### AIM OF THE TASK
The answer must consist of each line below that contains the string "green".

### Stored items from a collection
= = =
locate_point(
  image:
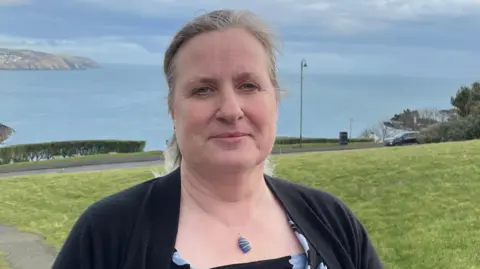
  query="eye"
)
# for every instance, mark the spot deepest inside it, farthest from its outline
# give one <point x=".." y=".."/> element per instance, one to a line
<point x="249" y="86"/>
<point x="202" y="91"/>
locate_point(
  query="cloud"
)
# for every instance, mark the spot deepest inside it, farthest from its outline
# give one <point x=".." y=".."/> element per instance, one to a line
<point x="422" y="37"/>
<point x="345" y="16"/>
<point x="13" y="2"/>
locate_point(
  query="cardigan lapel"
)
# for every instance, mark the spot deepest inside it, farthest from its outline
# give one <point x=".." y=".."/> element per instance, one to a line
<point x="164" y="211"/>
<point x="307" y="221"/>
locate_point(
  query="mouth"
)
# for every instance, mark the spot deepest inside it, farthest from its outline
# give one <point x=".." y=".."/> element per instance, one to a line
<point x="230" y="135"/>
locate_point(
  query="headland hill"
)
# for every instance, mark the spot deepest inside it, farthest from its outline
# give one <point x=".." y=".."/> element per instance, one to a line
<point x="22" y="59"/>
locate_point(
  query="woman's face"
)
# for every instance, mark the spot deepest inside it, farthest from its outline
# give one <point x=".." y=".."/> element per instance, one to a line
<point x="224" y="104"/>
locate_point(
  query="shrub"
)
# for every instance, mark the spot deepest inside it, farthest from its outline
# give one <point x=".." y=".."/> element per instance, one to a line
<point x="466" y="128"/>
<point x="65" y="149"/>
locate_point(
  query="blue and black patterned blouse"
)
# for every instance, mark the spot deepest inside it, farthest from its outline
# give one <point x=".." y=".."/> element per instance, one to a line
<point x="298" y="261"/>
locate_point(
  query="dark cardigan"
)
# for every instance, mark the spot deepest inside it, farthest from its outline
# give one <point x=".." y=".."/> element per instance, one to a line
<point x="136" y="228"/>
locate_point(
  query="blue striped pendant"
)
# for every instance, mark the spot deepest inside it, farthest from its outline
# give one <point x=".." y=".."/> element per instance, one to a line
<point x="243" y="244"/>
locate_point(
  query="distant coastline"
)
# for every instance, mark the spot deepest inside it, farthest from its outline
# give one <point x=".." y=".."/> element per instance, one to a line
<point x="28" y="60"/>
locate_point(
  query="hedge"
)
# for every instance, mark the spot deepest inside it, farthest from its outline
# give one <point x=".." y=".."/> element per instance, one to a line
<point x="282" y="140"/>
<point x="467" y="128"/>
<point x="65" y="149"/>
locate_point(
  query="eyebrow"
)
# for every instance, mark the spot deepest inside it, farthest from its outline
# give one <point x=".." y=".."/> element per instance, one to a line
<point x="211" y="80"/>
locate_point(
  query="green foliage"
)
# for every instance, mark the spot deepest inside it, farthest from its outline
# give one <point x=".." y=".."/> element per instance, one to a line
<point x="466" y="128"/>
<point x="66" y="149"/>
<point x="288" y="140"/>
<point x="467" y="100"/>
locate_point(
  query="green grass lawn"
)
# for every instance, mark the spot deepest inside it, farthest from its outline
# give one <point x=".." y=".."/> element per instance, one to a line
<point x="421" y="205"/>
<point x="146" y="153"/>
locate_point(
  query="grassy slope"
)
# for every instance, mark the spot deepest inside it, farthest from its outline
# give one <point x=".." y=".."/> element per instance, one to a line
<point x="419" y="204"/>
<point x="148" y="153"/>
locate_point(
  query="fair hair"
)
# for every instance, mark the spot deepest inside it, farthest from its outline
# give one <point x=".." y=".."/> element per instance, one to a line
<point x="212" y="21"/>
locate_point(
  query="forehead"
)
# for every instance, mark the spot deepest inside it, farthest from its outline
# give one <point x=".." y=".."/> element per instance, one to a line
<point x="221" y="52"/>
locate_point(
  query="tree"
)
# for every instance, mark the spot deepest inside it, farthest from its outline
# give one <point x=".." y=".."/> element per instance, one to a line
= = =
### EXERCISE RESULT
  query="green foliage"
  query="green grass lawn"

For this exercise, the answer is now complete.